脳出血の前兆チェック!頭や目の異変に【要注意】
<監修医師 ドクターTST>
死因としてよく耳にする脳出血ですが、「早めに病院で診察してもらったから九死に一生を得た」という話もよく聞きます。
一体どんな特徴的な前兆があるのでしょうか。そこで今回は知っておくと為になる脳出血の前兆について調べてみました。
脳出血とは?
脳出血(のうしゅっけつ)とは、脳の内部にある血管が破れ、脳内部に出血を起こした状態を指します。
一口に「脳」と呼んでいますが、脳を包む膜の中で血管が破裂し内出血を起こした場合は、脳出血ではなく「くも膜下出血」と呼びます。
この他似たような症状に「脳卒中」(のうそっちゅう)「脳梗塞」(のうこうそく)があり、原因は全て同じですが細胞への影響の与え方によって名称が変わります。
---
演習の要件
1. 本文によると、脳を包む膜の中で血管が破裂して内出血を起こした場合は何と呼ばれますか。
2. 本文のうち、「脳出血の前兆チェック!頭や目の異変に【要注意】」を含む語句で始まり「血を起こした状態を指します。」で終わる部分を、「前兆」を「予兆」に置き換えて書き直してください。
3. 本文の「脳出血(のうしゅっけつ)とは、脳の内部にある血管が破れ、脳内部に出血を起こした状態を指します。」という一文を英語に訳してください。
---
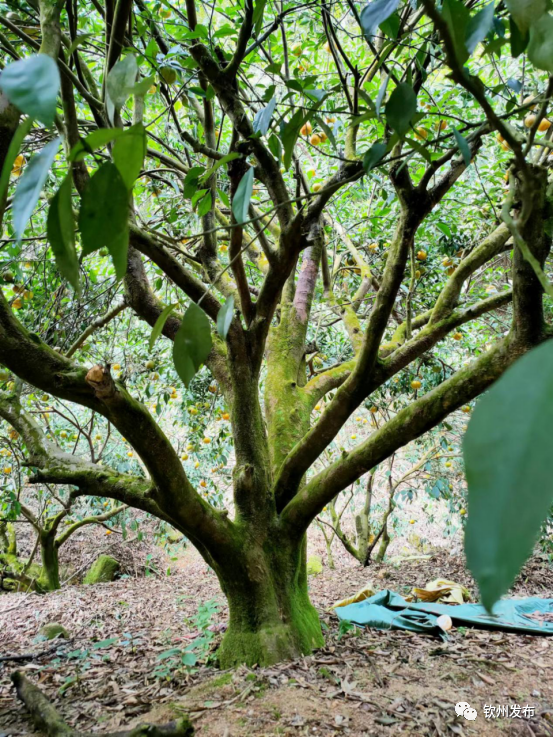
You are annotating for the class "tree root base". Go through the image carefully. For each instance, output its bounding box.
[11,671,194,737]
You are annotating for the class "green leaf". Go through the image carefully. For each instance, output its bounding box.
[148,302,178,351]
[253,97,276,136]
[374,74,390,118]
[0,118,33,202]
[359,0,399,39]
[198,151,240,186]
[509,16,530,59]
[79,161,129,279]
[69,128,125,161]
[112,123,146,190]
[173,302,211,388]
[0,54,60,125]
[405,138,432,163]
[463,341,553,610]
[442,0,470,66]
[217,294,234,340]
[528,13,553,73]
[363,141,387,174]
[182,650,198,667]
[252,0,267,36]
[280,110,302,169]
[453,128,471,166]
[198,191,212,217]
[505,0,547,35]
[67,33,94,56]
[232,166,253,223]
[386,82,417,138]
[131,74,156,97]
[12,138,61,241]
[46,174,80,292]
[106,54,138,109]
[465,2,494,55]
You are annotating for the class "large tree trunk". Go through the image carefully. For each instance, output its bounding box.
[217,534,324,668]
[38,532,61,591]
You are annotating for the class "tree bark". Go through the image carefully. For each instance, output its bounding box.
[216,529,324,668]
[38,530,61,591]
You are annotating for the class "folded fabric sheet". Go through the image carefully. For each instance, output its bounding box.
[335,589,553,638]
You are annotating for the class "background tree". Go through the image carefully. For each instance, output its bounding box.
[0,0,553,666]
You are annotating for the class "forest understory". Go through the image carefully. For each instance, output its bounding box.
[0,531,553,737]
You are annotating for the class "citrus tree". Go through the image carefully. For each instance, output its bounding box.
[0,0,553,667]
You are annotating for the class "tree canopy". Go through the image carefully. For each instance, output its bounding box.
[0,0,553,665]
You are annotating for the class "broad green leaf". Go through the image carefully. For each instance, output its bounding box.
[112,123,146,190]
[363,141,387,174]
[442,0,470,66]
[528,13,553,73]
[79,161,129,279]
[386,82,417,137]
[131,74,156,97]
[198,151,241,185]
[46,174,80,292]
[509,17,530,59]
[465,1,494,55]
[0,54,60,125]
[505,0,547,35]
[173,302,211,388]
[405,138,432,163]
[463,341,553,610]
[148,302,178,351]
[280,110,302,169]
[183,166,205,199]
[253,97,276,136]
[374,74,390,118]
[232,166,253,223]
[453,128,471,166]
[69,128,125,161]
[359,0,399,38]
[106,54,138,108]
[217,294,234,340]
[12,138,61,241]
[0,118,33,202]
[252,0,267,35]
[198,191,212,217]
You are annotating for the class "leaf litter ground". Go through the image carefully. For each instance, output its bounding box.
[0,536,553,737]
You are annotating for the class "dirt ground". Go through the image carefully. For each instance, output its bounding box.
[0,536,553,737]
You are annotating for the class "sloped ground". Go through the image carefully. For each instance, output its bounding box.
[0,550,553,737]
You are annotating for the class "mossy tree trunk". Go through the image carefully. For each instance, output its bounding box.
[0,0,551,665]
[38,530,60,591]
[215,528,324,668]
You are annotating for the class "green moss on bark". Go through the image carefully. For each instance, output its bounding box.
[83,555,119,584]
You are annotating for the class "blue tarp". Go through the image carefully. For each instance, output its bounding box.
---
課題の解答
1. 「くも膜下出血」と呼ばれます。

2.
脳出血の予兆チェック!頭や目の異変に【要注意】
<監修医師 ドクターTST>
死因としてよく耳にする脳出血ですが、「早めに病院で診察してもらったから九死に一生を得た」という話もよく聞きます。
一体どんな特徴的な予兆があるのでしょうか。そこで今回は知っておくと為になる脳出血の予兆について調べてみました。
脳出血とは?
脳出血(のうしゅっけつ)とは、脳の内部にある血管が破れ、脳内部に出血を起こした状態を指します。

3. Cerebral hemorrhage (nōshukketsu) refers to a condition in which a blood vessel inside the brain ruptures, causing bleeding within the brain.